» **Texte**

_ _ _ _ _ _ _

Au printemps 2010, des nouvelles choquantes nous parvenaient de la Chine. À l’usine Foxconn de Shenzhen, où l’on produit entre autres des composantes pour l’iPhone et l’iPad, 10 travailleurs se sont enlevé la vie en l’espace de quelques mois, se jetant du haut d’un toit. Au même moment, les médias rapportaient la grève des employés de Honda, à Foshan. Assiste-t-on au début d’une révolte ouvrière dans «l’usine du monde»?
Basé à Hong Kong, Geoffrey Crothall est porte-parole du China Labour Bulletin, un organisme qui défend les droits des travailleurs chinois. Témoin privilégié de l’évolution du travail en Chine, il voit aujourd’hui poindre une lueur d’espoir pour les masses laborieuses.
Q › Qu’est-ce qui a pu pousser des travailleurs de l’usine de Shenzhen à s’enlever la vie?
R › Ces employés travaillent typiquement 12 heures par jour. La direction les pousse constamment à réaliser leurs tâches le plus vite possible, tout en décourageant les contacts sociaux entre eux : on veut qu’ils se con centrent uniquement sur leur ouvrage. Après leurs heures de travail, les employés se retirent dans des dortoirs, qu’ils partagent avec une douzaine d’étrangers, pour essayer de dormir quelques heures avant leur prochain quart. Ces conditions à elles seules ne suffisent pas à pousser quelqu’un au suicide, mais il est clair qu’elles ne sont pas favorables.
La situation est particulièrement difficile pour les jeunes travailleurs migrants. Venus de loin pour s’établir en ville, ils souffrent d’isolement, en plus de ressentir une pression immense pour gagner de l’argent. Comme les salaires de base ne suffisent pas pour vivre, ils doivent faire une quantité excessive d’heures supplémentaires simplement pour joindre les deux bouts. Mais cela reste insuffisant pour acheter un appartement en ville. (NDLR : Le salaire de base d’un ouvrier de production chez Foxconn était de 186 $CA par mois avant la vague de suicides. Il est maintenant de 310 $CA.)

_ _ _ _ _ _ _

» **Données fournies**
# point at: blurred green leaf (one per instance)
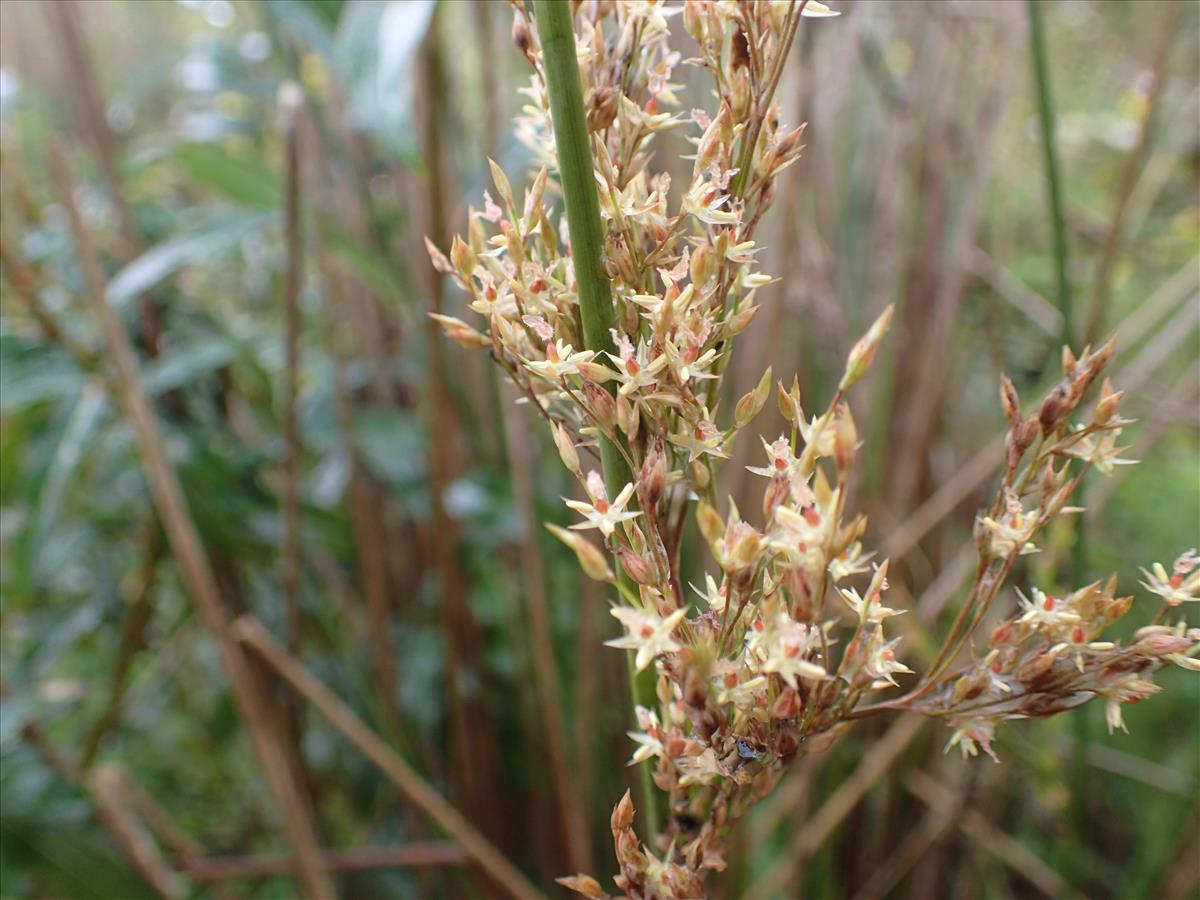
(241, 178)
(169, 257)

_ _ _ _ _ _ _

» **Série d'exercices**
(1) Répondez aux questions suivantes à partir du texte sur Foxconn.
(a) Combien de travailleurs de l'usine de Shenzhen se sont enlevé la vie en quelques mois ?
(b) Dans quelle ville Geoffrey Crothall est-il basé ?
(c) Quel est maintenant le salaire de base mensuel d'un ouvrier de production chez Foxconn ?
(2) Recopiez le passage du texte sur Foxconn qui va de « Au printemps 2010, des » jusqu'à « les masses laborieuses. » inclus.
(3) Rédigez la suite du texte sur Foxconn en reprenant juste après sa dernière phrase.
Les données ne servent pas ici.

» **Corrigé**
(1)
(a) 10 travailleurs.
(b) À Hong Kong.
(c) 310 $CA par mois.

(2)
Au printemps 2010, des nouvelles choquantes nous parvenaient de la Chine. À l’usine Foxconn de Shenzhen, où l’on produit entre autres des composantes pour l’iPhone et l’iPad, 10 travailleurs se sont enlevé la vie en l’espace de quelques mois, se jetant du haut d’un toit. Au même moment, les médias rapportaient la grève des employés de Honda, à Foshan. Assiste-t-on au début d’une révolte ouvrière dans «l’usine du monde»?
Basé à Hong Kong, Geoffrey Crothall est porte-parole du China Labour Bulletin, un organisme qui défend les droits des travailleurs chinois. Témoin privilégié de l’évolution du travail en Chine, il voit aujourd’hui poindre une lueur d’espoir pour les masses laborieuses.

(3)
Q › Pourquoi les travailleurs sont-ils en général si mal traités en Chine?
R › Ils sont mal traités parce que les gouvernements locaux ne font pas respecter les lois censées les protéger, et parce que les syndicats prennent systématiquement le parti du patronat chaque fois qu’il y a un conflit de travail. En résumé, les travailleurs sont laissés à eux-mêmes.
Q › Le recours à la grève est-il légal en Chine?
R › Les grèves ne sont pas illégales, mais il n’y a pas non plus de droit de grève protégé par une constitution. Légalement, c’est une zone grise. En général, tant que les travailleurs ne perturbent pas l’ordre public, les autorités les laissent tranquilles.
Q › Les suicides chez Foxconn et les grèves chez Honda sont-ils le signe d’un mouvement de contestation qui prend de l’ampleur? Assistons-nous à la fin ducheap labor en Chine?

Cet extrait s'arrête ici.